(RECORDS TO PROCESS Opens)

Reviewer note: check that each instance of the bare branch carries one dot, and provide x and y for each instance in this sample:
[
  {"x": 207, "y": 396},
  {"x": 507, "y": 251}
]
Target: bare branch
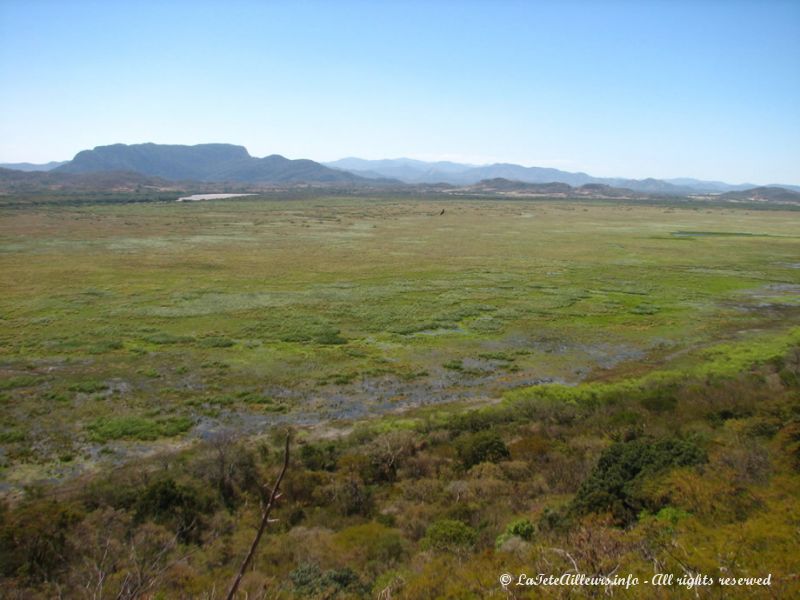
[{"x": 265, "y": 520}]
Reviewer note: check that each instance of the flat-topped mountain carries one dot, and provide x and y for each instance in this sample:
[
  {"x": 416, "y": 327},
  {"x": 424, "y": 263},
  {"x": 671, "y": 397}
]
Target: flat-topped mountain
[{"x": 203, "y": 162}]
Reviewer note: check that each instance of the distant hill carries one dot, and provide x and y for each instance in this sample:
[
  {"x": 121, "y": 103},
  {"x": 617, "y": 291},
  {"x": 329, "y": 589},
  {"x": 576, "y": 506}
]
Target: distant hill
[
  {"x": 503, "y": 186},
  {"x": 416, "y": 171},
  {"x": 764, "y": 194},
  {"x": 32, "y": 166},
  {"x": 204, "y": 163}
]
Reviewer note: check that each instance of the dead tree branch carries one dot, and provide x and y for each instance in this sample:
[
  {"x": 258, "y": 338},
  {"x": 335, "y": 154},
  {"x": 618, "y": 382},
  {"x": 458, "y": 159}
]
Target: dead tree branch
[{"x": 265, "y": 520}]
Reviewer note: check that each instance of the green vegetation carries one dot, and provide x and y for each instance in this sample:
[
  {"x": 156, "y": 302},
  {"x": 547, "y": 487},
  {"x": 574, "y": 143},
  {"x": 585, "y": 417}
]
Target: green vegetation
[{"x": 509, "y": 387}]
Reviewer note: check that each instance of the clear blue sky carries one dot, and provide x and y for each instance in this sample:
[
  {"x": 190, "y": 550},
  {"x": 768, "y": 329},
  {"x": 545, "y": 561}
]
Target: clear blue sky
[{"x": 663, "y": 89}]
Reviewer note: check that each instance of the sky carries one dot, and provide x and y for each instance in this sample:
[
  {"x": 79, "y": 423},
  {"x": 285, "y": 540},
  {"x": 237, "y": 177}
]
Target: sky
[{"x": 705, "y": 89}]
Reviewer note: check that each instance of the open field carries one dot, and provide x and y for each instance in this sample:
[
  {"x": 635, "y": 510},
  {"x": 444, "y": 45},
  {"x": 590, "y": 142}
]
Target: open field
[
  {"x": 142, "y": 322},
  {"x": 508, "y": 387}
]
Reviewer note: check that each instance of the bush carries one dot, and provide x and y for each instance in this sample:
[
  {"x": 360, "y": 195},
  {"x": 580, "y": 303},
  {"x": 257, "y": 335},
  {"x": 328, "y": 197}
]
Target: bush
[
  {"x": 481, "y": 447},
  {"x": 447, "y": 535},
  {"x": 615, "y": 483},
  {"x": 174, "y": 505}
]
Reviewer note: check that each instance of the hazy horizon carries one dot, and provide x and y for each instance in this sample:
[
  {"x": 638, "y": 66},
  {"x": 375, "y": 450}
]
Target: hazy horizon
[{"x": 612, "y": 89}]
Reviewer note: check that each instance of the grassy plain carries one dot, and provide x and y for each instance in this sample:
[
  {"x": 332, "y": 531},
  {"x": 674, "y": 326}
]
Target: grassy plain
[
  {"x": 531, "y": 386},
  {"x": 123, "y": 325}
]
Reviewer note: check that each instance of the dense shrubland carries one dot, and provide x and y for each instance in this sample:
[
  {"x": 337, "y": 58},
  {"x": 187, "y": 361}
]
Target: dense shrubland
[{"x": 692, "y": 472}]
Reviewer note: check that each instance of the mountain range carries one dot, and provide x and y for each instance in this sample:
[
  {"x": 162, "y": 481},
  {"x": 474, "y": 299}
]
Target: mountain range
[
  {"x": 204, "y": 163},
  {"x": 215, "y": 163},
  {"x": 415, "y": 171}
]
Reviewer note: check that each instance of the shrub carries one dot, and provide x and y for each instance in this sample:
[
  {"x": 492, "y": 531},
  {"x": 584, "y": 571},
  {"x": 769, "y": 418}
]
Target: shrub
[
  {"x": 175, "y": 505},
  {"x": 481, "y": 447},
  {"x": 615, "y": 483},
  {"x": 447, "y": 535}
]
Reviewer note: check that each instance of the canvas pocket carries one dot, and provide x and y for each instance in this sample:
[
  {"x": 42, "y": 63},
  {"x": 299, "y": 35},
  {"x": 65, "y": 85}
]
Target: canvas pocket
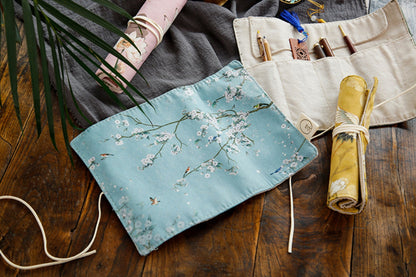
[{"x": 385, "y": 50}]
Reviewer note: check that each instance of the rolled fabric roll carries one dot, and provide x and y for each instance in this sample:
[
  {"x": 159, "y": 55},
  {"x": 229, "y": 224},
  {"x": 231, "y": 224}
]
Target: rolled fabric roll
[
  {"x": 151, "y": 22},
  {"x": 347, "y": 192}
]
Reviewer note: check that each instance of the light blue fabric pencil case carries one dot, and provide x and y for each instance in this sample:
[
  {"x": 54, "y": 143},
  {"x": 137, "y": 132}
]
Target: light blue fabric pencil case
[{"x": 199, "y": 151}]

(RECORDS TO PROCESS Closes)

_EXERCISE REQUIREMENTS_:
Your answer is all of the records restated word for word, pictures excluded.

_EXERCISE OUTPUT_:
Reviewer note: check that each instance of the bare branch carries one dot, and provide x and y for each instance in this sample:
[
  {"x": 207, "y": 396},
  {"x": 507, "y": 251}
]
Target: bare branch
[{"x": 265, "y": 520}]
Reviewer note: check that each instance of the flat-topped mountain carries one dot, and provide x and y for each instance in this sample:
[
  {"x": 416, "y": 327},
  {"x": 424, "y": 263},
  {"x": 671, "y": 397}
]
Target: flat-topped mountain
[{"x": 203, "y": 162}]
Reviewer note: check that each instance of the distant hill carries one dot, and provide x and y for each instance in this sample:
[
  {"x": 121, "y": 103},
  {"x": 617, "y": 291},
  {"x": 329, "y": 589},
  {"x": 576, "y": 506}
]
Target: distant hill
[
  {"x": 503, "y": 186},
  {"x": 416, "y": 171},
  {"x": 764, "y": 194},
  {"x": 32, "y": 166},
  {"x": 204, "y": 163}
]
Reviewer note: check that each instance of the dead tree branch carries one dot, and provide x and y for each instance in this sample:
[
  {"x": 258, "y": 338},
  {"x": 335, "y": 154},
  {"x": 618, "y": 382},
  {"x": 458, "y": 159}
]
Target: dead tree branch
[{"x": 265, "y": 520}]
Reviewer note: check that each instance of the green vegetation carries one dot, and provide x and y for each instance in this sample:
[
  {"x": 156, "y": 302},
  {"x": 547, "y": 487},
  {"x": 574, "y": 143},
  {"x": 585, "y": 417}
]
Target: green vegetation
[{"x": 509, "y": 387}]
Reviewer note: check that each instance of the clear blue sky carries one dot, and provide x and y for each instance in this sample:
[
  {"x": 190, "y": 550},
  {"x": 768, "y": 329},
  {"x": 545, "y": 561}
]
Target: clear blue sky
[{"x": 663, "y": 89}]
Reviewer note: check that each instance of the sky carries one dot, and provide x and y for each instance in this sample:
[
  {"x": 79, "y": 423},
  {"x": 285, "y": 540},
  {"x": 237, "y": 177}
]
Target: sky
[{"x": 705, "y": 89}]
Reviewer note: check that each instance of the open field carries one dot, and provide x and y for each instance in this sample:
[
  {"x": 635, "y": 510},
  {"x": 444, "y": 45},
  {"x": 590, "y": 142}
]
Target: open field
[
  {"x": 142, "y": 322},
  {"x": 508, "y": 387}
]
Reviewer note: check that each instance of the bush carries one dot, and provide x and y for each instance in this sample:
[
  {"x": 360, "y": 195},
  {"x": 580, "y": 303},
  {"x": 257, "y": 335},
  {"x": 328, "y": 197}
]
Target: bush
[
  {"x": 481, "y": 447},
  {"x": 447, "y": 535},
  {"x": 615, "y": 483},
  {"x": 174, "y": 505}
]
Reviewer note: check that each instance of the hazy horizon carries one dot, and provide x and y for each instance in this sample:
[
  {"x": 638, "y": 66},
  {"x": 375, "y": 450}
]
Target: hazy horizon
[{"x": 612, "y": 89}]
Reviewer note: check that each instance of the grassy plain carries one dot, and provide x and y for each instance in this sample:
[
  {"x": 332, "y": 531},
  {"x": 674, "y": 326}
]
Target: grassy plain
[
  {"x": 531, "y": 386},
  {"x": 123, "y": 325}
]
Reviewer note: check that each instance of the dense shrubland carries one dot, and provide x and y for each instance in this sample:
[
  {"x": 337, "y": 58},
  {"x": 187, "y": 361}
]
Target: dense shrubland
[{"x": 692, "y": 472}]
Reviewer note: check that each instance of the mountain range carries one dot, and provide x and y for each instance in this sample:
[
  {"x": 162, "y": 481},
  {"x": 474, "y": 299}
]
Target: mountain range
[
  {"x": 204, "y": 163},
  {"x": 215, "y": 163},
  {"x": 415, "y": 171}
]
Reviewer note: check that each instance of the shrub carries one dot, and provide x and y for each instance in this sample:
[
  {"x": 492, "y": 531},
  {"x": 584, "y": 571},
  {"x": 769, "y": 418}
]
Target: shrub
[
  {"x": 175, "y": 505},
  {"x": 481, "y": 447},
  {"x": 615, "y": 483},
  {"x": 447, "y": 535}
]
Reviewer note: check that each instance of the canvas pocket carries one dot, and provide x and y for each instance in this sample:
[
  {"x": 42, "y": 63},
  {"x": 299, "y": 35},
  {"x": 65, "y": 85}
]
Target: canvas pocket
[{"x": 385, "y": 50}]
Reviewer note: check that each instance of the rolled fabric roll carries one dot, and provide x and y for each instance in this sample:
[
  {"x": 159, "y": 55},
  {"x": 229, "y": 224},
  {"x": 231, "y": 224}
]
Target: rolled fabric roll
[
  {"x": 151, "y": 22},
  {"x": 347, "y": 192}
]
Reviewer note: check that each instance of the light blue fabric pencil case carries one dot, and provide x and y for each instance in this sample:
[
  {"x": 54, "y": 143},
  {"x": 137, "y": 132}
]
Target: light blue fabric pencil case
[{"x": 199, "y": 151}]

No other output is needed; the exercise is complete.